[Source items]
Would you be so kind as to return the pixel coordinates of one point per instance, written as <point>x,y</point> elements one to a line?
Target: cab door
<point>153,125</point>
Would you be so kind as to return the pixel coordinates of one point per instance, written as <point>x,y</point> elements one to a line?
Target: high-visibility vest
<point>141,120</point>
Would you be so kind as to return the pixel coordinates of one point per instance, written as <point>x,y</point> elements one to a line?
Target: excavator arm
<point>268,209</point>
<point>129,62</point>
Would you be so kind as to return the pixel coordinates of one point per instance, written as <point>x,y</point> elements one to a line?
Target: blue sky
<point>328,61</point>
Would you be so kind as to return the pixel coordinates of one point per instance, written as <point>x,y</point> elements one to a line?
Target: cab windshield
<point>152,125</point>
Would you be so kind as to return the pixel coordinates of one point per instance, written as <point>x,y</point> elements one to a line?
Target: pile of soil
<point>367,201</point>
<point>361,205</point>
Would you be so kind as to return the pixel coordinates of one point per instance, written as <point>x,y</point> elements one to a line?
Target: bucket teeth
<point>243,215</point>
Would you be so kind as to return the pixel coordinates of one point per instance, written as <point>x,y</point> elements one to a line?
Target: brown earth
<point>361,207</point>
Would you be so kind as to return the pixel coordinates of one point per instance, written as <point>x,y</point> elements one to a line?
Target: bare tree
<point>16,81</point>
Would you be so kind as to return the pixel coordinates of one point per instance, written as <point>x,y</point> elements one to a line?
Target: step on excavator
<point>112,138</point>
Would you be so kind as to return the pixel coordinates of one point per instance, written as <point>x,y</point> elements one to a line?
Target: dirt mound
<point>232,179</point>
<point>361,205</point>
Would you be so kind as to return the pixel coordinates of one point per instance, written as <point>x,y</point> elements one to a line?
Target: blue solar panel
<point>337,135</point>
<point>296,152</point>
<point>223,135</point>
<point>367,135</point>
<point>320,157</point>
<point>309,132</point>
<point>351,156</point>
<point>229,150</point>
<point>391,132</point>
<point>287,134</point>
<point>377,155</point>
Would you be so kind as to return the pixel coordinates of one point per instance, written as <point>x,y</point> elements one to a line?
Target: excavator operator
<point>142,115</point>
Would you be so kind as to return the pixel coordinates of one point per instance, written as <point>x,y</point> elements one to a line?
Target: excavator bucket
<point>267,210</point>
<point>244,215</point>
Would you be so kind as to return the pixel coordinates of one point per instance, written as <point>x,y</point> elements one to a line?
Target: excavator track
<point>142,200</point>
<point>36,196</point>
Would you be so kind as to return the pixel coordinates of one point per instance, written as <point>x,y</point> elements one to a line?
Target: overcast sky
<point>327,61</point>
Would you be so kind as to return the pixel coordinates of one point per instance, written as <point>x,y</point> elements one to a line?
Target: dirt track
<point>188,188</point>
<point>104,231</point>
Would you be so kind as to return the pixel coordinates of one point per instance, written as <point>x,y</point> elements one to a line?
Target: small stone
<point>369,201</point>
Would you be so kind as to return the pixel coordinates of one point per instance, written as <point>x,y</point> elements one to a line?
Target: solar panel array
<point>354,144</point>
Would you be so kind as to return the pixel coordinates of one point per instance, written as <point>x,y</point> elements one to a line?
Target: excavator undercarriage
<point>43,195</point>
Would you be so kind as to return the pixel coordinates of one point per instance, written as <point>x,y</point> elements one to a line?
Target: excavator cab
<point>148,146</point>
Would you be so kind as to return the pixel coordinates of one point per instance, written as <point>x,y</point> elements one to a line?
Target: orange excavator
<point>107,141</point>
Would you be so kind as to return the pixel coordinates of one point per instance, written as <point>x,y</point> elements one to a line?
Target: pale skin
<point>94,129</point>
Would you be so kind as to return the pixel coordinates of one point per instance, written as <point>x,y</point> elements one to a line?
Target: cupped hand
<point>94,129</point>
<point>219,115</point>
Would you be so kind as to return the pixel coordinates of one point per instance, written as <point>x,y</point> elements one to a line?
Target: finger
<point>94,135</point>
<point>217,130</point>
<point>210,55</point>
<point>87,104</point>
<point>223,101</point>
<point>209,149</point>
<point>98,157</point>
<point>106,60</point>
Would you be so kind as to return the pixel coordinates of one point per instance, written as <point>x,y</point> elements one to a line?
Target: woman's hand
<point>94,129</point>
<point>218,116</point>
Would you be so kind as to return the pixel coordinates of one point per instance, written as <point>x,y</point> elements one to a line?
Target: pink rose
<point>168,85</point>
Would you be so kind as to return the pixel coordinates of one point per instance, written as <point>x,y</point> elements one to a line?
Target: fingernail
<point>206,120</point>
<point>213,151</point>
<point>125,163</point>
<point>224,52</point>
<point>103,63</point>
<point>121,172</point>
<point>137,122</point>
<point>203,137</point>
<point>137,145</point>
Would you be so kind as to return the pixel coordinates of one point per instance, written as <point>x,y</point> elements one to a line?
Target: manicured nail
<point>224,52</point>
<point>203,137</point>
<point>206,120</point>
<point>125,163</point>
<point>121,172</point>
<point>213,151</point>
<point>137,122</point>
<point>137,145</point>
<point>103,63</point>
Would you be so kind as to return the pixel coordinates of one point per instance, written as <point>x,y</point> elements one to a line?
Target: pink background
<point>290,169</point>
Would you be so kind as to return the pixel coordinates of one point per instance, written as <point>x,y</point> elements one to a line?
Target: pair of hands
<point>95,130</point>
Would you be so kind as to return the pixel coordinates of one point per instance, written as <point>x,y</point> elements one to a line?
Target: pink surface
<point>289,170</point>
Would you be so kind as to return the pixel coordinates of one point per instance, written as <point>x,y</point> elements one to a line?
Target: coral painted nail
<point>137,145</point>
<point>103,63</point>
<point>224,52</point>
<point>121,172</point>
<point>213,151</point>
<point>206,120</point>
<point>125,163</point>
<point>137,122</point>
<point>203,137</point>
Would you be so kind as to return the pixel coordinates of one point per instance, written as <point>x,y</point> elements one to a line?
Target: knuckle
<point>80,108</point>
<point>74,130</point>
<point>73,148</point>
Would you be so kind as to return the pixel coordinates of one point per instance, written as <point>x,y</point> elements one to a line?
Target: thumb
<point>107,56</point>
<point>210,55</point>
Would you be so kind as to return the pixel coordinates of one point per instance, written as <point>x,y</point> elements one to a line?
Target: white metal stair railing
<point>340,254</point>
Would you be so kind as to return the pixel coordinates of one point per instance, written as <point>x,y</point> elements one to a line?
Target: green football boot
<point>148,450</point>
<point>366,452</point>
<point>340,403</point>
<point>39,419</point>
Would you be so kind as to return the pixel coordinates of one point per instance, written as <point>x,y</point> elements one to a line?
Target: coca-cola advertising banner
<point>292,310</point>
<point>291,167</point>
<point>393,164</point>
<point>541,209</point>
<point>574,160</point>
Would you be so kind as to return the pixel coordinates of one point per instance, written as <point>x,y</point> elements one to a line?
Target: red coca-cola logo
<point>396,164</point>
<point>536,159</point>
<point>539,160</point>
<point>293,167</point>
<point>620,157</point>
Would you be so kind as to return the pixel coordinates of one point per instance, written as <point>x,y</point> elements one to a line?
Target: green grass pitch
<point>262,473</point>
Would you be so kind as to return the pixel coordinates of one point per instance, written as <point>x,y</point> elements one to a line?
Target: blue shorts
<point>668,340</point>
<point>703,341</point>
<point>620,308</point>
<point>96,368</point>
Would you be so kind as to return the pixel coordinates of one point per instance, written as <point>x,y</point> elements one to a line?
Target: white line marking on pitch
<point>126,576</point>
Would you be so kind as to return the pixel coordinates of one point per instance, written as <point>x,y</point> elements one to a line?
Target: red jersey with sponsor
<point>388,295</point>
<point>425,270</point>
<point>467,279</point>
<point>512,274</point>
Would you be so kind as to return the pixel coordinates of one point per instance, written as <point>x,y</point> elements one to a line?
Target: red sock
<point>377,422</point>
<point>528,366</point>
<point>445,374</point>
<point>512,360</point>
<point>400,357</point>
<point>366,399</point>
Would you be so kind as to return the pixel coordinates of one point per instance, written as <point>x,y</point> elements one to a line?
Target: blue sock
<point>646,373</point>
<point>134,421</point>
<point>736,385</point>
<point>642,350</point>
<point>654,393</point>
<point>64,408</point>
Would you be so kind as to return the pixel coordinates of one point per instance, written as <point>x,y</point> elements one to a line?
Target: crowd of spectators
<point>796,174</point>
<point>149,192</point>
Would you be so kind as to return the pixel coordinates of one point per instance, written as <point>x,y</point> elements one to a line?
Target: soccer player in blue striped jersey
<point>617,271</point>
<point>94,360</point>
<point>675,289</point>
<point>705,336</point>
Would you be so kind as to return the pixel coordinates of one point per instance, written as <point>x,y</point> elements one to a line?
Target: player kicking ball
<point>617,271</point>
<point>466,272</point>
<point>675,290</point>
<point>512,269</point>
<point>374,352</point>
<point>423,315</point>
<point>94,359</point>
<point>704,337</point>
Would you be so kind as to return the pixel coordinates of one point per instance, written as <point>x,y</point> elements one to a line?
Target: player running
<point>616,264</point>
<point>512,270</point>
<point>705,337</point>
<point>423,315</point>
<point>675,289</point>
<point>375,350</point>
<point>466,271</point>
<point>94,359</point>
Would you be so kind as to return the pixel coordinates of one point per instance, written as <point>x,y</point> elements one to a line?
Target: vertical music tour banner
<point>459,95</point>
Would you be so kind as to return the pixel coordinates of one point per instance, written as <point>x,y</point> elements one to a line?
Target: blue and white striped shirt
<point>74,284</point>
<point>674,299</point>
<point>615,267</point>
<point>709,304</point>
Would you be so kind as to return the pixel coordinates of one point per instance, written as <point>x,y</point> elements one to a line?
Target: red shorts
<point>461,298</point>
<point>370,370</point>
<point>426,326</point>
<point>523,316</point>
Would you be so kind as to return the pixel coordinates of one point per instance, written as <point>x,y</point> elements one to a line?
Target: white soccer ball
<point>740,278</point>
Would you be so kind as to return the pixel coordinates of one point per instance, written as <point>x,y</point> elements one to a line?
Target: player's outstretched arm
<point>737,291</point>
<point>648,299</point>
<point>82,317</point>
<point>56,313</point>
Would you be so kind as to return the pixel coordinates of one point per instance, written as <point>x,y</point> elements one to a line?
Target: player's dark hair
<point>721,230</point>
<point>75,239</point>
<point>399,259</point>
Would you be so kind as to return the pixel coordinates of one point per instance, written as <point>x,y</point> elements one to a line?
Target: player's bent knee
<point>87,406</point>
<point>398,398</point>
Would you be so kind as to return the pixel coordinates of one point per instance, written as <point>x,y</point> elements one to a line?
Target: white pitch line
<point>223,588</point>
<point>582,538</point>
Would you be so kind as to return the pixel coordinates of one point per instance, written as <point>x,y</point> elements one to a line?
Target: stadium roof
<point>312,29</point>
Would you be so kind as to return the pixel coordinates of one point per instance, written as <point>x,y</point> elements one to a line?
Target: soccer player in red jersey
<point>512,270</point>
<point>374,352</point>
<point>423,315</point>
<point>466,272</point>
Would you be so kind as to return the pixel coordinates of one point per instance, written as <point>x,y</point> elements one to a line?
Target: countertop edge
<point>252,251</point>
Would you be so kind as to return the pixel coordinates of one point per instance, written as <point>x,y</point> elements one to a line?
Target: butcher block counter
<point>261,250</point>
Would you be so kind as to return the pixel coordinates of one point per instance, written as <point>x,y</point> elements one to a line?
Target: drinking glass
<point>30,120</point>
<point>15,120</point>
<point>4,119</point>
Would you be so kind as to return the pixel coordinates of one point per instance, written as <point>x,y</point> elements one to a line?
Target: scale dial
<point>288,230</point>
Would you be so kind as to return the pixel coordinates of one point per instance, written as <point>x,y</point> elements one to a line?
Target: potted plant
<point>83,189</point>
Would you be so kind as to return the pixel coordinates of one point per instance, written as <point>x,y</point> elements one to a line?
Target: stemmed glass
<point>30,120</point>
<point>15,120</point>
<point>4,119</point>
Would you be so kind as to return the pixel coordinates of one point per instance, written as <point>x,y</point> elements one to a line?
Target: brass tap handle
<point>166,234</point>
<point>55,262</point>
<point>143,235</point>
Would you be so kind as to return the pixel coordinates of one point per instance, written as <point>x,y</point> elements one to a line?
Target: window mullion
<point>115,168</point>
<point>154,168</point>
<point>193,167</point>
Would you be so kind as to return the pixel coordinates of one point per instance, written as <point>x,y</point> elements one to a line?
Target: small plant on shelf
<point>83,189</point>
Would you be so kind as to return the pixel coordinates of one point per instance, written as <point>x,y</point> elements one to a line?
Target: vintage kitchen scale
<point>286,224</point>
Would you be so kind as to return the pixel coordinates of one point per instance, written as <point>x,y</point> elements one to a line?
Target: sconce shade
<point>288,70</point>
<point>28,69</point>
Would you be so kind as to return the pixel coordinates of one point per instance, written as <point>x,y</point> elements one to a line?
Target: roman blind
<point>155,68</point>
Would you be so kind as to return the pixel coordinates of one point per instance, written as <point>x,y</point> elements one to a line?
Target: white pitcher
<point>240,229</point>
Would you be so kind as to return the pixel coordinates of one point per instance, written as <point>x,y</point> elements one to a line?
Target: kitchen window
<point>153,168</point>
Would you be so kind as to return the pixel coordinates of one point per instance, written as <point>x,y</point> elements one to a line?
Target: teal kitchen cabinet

WHAT YOU WILL DO: Collect every line of the items above that contains the word "dirt". Copy each of those lines in full, in the order it appears.

FULL SOLUTION:
Target: dirt mound
Target: dirt track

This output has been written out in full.